Montag, Dezember 10, 2007

Das Tor der Tränen

B"H

Die Gemara (rabbinische Diskussionen) in den Talmud Traktaten Bava Metziah 59a + Berachot 32b lehren uns:

"Seit dem Tag, an dem der Tempel (Zweite Tempel, 70 nach Beginn der Zeitrechnung) zerstört wurde, sind die Himmlischen Tore für Gebete verschlossen, und unsere Gebete werden nicht so umgehend beantwortet wie zuvor".

Dieselbe Gemara fährt fort:

"Aber selbst wenn die Himmlischen Tore für Gebete geschlossen sind, das Himmlische Tor der Tränen ist nicht verschlossen".

Zur Zeit des Ersten und Zweiten Tempels wurden unsere Gebete sofort erhört und beantwortet. Bitte dies jetzt nicht so verstehen als das wenn jemand betet, er sofort seinen Willen erfüllt bekam.

Aber dennoch war zu Tempelzeiten die Presenz G - ttes (die Schechina) wesentlich presenter und zugänglicher als sie dies heute ist. Die Zeit, in der die Schechinah am zugänglichsten war, war die Zeit Moshe's und die Zeit des Ersten Tempels. Als Ezra nach dem Babylonischen Exil nach Jerusalem zurückkehrte und die Tempelüberreste wieder aufbaute, war die Schechinah schon nicht mehr ganz so present wie zuvor. Es heißt, dass bis zur Zeit des großen Hohepriesters (Cohen HaGadol), Rabbi Shimon HaZaddik, die Schechinah zwar noch anwesend war, sich danach jedoch immer mehr entfernte.

Die Gründe sind zahlreich und im Talmud aufgelistet. Einer der Hauptgründe ist, dass nach Ende des Babylonischen Exils nicht alle Juden nach Israel zurückkehrten, um Jerusalem und den Tempel wieder aufzubauen. Vielen Juden ging es in Babylon bestens und sie sahen nicht ein, warum sie in ein Land der Ruinen zurückkehren sollten.

### Aufgabenstellung
Beantworte anhand des Textauszugs über das Tor der Tränen diese Fragen:
(a) Welche Talmud-Traktate werden genannt?
(b) Welches Himmlische Tor ist nach der Gemara nicht verschlossen?
(c) Wer kehrte nach dem Babylonischen Exil nach Jerusalem zurück und baute die Tempelüberreste wieder auf?
Das Material spielt für diese Aufgabe keine Rolle.

### Auszug Datensatz

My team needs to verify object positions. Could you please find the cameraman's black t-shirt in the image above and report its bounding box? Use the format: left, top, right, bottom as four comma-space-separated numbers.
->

### Schriftliche Lösung
(a) Genannt werden die Traktate Bava Metziah 59a und Berachot 32b.
(b) Das Himmlische Tor der Tränen ist nicht verschlossen.
(c) Ezra kehrte nach Jerusalem zurück und baute die Tempelüberreste wieder auf.